● **Task details**
Pick out every line in the material below that contains the string "fixture", and copy each of those lines.

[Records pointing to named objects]
--- Start ---
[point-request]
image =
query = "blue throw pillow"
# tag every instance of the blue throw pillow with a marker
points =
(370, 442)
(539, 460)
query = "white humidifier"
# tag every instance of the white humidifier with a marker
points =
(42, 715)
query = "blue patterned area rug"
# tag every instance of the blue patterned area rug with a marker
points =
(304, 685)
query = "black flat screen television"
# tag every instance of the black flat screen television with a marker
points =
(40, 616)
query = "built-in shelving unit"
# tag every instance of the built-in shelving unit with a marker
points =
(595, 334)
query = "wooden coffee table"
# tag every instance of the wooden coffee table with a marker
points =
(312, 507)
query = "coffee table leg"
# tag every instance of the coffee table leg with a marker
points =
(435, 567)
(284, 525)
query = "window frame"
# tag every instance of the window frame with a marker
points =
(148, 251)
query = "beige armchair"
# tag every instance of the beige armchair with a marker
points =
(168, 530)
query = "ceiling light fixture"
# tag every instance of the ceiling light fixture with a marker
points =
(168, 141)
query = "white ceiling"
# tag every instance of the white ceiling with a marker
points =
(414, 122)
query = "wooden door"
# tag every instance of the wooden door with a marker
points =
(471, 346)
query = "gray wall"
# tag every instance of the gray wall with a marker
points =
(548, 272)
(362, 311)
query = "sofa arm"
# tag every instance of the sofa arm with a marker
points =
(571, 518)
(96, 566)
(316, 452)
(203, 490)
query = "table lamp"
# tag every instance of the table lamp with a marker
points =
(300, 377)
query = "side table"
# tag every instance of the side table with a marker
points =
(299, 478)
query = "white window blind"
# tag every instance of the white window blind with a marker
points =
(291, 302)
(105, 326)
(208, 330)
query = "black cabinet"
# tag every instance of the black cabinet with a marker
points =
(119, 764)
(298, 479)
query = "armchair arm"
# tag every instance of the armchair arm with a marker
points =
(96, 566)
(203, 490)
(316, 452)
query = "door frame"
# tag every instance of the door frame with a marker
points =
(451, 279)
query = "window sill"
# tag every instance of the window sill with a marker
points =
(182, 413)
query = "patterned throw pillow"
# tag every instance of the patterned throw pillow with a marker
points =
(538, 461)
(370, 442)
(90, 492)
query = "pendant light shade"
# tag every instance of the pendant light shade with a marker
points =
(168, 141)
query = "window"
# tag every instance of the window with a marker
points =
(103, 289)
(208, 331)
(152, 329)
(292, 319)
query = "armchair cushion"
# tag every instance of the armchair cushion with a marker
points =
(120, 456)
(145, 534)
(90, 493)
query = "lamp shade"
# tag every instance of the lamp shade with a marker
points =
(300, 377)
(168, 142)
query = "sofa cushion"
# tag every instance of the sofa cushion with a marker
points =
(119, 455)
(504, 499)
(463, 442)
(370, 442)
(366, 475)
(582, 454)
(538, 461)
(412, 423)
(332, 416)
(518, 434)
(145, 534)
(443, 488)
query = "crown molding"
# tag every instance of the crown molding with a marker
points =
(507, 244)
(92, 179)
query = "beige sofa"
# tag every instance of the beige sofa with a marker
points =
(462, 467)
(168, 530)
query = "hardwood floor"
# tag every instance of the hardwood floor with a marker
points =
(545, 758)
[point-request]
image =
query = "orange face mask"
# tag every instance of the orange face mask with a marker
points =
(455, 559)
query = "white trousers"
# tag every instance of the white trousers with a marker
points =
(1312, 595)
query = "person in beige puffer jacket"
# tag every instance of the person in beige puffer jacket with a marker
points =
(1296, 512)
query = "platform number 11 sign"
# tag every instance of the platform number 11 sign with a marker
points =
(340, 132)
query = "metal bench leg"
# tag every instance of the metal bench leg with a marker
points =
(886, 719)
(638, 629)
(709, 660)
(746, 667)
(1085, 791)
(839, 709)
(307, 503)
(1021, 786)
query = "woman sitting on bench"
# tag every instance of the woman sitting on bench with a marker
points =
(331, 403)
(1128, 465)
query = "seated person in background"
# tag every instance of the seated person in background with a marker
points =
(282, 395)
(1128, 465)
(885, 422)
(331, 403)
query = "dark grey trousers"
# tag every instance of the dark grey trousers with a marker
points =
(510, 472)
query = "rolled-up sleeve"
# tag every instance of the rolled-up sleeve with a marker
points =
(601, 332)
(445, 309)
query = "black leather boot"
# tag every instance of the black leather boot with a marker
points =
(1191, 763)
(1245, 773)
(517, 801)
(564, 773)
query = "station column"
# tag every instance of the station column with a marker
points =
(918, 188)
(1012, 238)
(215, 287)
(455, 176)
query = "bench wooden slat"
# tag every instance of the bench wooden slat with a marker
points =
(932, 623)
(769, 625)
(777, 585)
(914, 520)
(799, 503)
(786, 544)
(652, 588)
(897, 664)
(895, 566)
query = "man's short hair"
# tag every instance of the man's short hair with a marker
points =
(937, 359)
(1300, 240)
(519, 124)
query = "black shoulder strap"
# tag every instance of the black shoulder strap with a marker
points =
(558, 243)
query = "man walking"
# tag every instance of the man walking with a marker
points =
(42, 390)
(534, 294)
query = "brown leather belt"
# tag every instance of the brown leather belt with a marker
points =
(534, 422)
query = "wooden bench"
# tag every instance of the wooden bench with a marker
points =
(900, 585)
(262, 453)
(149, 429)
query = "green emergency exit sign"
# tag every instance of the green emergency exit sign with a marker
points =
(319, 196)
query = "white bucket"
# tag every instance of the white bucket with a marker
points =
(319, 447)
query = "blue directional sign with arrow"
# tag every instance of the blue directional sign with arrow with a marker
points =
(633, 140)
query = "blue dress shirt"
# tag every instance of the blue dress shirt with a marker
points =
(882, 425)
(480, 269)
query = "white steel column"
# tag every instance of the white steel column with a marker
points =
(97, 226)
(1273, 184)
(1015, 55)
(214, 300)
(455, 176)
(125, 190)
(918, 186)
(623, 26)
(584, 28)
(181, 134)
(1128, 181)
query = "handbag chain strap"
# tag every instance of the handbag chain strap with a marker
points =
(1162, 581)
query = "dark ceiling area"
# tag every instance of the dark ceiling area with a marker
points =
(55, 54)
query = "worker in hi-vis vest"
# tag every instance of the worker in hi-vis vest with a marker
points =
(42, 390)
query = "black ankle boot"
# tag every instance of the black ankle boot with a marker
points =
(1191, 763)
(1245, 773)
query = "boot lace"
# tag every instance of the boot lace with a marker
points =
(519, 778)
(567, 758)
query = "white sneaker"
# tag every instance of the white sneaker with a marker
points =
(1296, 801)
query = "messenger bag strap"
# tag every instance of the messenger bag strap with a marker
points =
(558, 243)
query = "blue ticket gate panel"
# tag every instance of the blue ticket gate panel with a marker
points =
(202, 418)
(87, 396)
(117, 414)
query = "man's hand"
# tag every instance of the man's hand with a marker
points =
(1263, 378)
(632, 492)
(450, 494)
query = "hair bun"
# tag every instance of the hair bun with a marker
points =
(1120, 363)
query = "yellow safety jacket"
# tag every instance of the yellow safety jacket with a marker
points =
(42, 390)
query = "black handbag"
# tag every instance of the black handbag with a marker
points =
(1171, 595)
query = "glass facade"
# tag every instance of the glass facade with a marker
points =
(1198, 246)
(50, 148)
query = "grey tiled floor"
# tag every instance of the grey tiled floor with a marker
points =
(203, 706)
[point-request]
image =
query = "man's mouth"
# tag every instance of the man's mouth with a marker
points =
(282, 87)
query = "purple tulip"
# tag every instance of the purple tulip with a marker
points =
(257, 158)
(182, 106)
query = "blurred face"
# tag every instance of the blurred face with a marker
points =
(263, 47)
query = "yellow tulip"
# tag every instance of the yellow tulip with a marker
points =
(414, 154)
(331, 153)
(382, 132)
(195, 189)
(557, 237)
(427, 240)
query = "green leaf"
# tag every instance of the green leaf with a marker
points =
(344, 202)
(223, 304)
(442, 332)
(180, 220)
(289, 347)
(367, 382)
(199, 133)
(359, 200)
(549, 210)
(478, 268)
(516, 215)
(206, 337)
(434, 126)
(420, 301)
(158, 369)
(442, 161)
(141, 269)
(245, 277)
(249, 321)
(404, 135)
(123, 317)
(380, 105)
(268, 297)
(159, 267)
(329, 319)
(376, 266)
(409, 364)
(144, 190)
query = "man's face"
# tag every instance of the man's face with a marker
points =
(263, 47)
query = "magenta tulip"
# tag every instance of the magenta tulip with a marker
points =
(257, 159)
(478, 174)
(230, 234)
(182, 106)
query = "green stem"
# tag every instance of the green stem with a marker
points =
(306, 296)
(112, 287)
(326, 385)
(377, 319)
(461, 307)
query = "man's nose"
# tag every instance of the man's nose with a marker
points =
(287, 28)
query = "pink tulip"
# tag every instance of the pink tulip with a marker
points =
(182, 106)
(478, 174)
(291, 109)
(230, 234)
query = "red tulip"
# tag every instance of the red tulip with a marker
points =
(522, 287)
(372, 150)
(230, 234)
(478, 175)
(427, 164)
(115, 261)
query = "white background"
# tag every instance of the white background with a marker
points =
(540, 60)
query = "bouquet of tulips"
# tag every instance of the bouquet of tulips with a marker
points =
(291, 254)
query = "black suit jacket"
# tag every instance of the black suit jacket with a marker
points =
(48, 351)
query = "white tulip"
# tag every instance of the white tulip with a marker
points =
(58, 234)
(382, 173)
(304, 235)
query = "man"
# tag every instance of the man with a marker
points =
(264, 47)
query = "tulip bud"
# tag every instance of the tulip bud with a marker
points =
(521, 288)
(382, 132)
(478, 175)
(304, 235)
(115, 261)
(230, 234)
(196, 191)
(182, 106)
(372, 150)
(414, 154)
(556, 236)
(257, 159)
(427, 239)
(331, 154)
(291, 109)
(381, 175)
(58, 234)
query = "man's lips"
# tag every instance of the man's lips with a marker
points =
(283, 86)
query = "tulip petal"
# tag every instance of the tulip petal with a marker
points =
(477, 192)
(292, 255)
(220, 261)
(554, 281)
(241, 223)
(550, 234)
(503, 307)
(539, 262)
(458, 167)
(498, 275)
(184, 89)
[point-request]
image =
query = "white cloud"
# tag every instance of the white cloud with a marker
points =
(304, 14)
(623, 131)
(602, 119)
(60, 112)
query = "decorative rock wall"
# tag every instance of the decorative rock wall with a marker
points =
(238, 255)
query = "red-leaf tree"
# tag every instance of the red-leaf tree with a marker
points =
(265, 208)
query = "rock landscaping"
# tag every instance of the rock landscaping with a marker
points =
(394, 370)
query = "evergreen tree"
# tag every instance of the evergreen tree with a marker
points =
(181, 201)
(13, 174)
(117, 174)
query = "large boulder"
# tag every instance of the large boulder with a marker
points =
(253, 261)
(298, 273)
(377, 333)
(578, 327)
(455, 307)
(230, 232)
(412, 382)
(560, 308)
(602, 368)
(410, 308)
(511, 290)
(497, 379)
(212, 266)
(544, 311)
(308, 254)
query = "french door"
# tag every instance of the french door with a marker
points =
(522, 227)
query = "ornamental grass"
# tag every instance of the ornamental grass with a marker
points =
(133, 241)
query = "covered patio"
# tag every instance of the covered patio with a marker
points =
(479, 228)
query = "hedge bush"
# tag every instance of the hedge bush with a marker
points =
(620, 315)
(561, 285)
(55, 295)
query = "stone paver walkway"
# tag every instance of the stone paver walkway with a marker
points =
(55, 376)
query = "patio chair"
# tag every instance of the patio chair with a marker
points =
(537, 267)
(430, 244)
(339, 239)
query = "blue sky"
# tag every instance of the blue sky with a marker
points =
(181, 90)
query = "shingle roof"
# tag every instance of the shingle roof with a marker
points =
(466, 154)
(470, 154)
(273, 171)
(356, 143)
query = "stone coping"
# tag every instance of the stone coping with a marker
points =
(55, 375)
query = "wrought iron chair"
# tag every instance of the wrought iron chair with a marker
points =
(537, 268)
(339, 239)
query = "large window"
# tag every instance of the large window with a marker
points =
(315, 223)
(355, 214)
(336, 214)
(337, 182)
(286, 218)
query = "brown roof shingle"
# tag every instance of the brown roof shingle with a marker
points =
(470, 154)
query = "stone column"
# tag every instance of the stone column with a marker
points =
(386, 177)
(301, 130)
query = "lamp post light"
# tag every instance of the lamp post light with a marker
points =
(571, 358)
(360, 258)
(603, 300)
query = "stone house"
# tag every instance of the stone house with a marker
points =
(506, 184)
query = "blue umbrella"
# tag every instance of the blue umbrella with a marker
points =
--- End ---
● **Response**
query = "ceiling light fixture"
# tag every instance of the ceiling light fixture with a marker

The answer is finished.